━━━━━ TEXT UNDER STUDY ━━━━━

Saturday, September 22, 2007

Ily's Checkered Past

I had a good friend who might have been asexual. When I was about 18 or 19, my friend declared that she wouldn't have a problem 'dying a virgin'. I said something like, "Are you CRAZY?!?!" There is a piece of folklore that you must 'lose your virginity' (I'm doing air quotes because I think it's such a dumb term to use when we're talking about asexuals and not Catholic schoolgirls) before college ends, or some sort of terrible fate will befall you. With my "OMG HELL NO" reaction, I played right into this myth and into my own internalized A-Phobia.
Yes folks, A-Phobia.
Let me give you one more scenario. I was about 20 years old at the time. Hanging out with the "Who do YOU have a crush on?" girls, I mumbled that I did not have a crush. One of these girls (a very good friend, I might add), said, "well, maybe you're asexual." My reply: "I AM NOT!!!"
Indeed, the lady doth protest too much. Hindsight's 20/20 vision tells me now that my defensiveness was really my own internalized A-Phobia. I didn't hate asexuals or hate myself. I was just trying to protect myself from the difficulties that can come from questioning your orientation. But by postponing the inevitable, I can't say I made my life any easier.
Once you realize you're asexual (or anything else, for that matter), you can't take it back. I held out as a heterosexual until I just couldn't take it anymore. I'm glad I was eventually able to take my place on the A-Team and to find others like me. Finally being honest with myself was liberating. I wish I could say that all my A-Phobia is behind me, but I know that as long as our society tells us that A-s shouldn't exist, I will continue to struggle with it. Our friend Wikipedia says:

[Internalized homophobia] may cause extreme repression of homosexual desires. In other cases, a conscious internal struggle may occur for some time, often pitting deeply held religious or social beliefs against strong sexual and emotional desires. This discordance often causes clinical depression, and the unusually high suicide rate among homosexual teenagers (up to 30% of non-heterosexual youth attempt suicide) has been attributed to this phenomenon.

━━━━━ DATA BLOCK ━━━━━

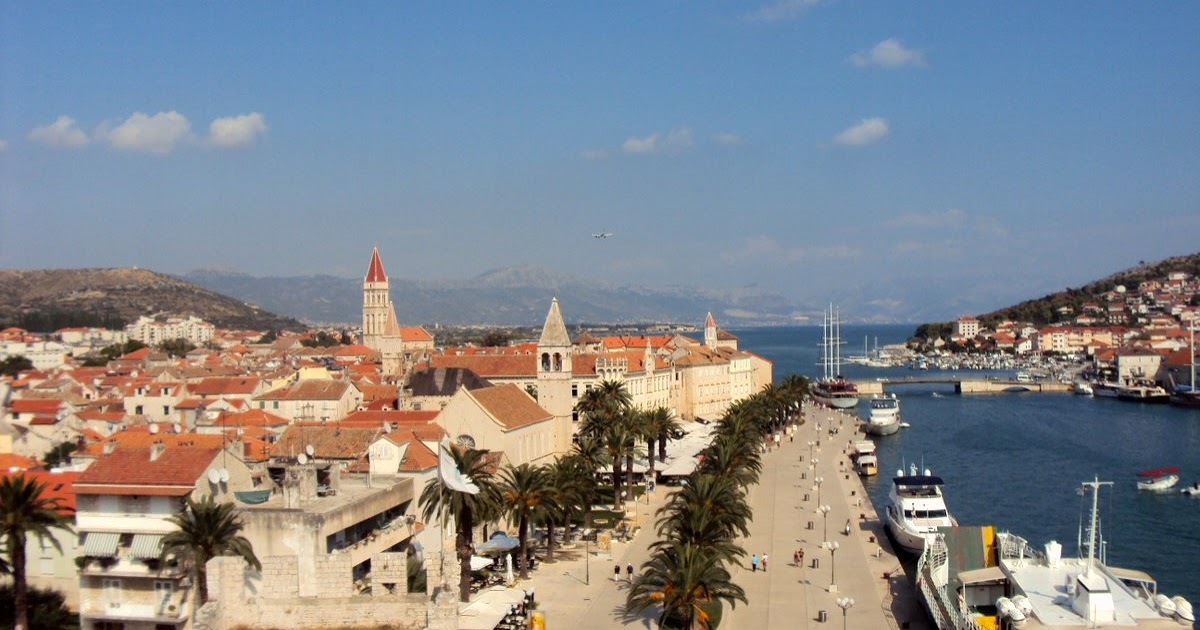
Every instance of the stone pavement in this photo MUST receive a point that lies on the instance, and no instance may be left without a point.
(786, 517)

━━━━━

=== EXERCISE OBJECTIVE ===
Copy word for word the stretch of the post on internalized A-Phobia from "[Internalized homophobia] may" up to and including "to this phenomenon.".

=== ANSWER SPACE ===
[Internalized homophobia] may cause extreme repression of homosexual desires. In other cases, a conscious internal struggle may occur for some time, often pitting deeply held religious or social beliefs against strong sexual and emotional desires. This discordance often causes clinical depression, and the unusually high suicide rate among homosexual teenagers (up to 30% of non-heterosexual youth attempt suicide) has been attributed to this phenomenon.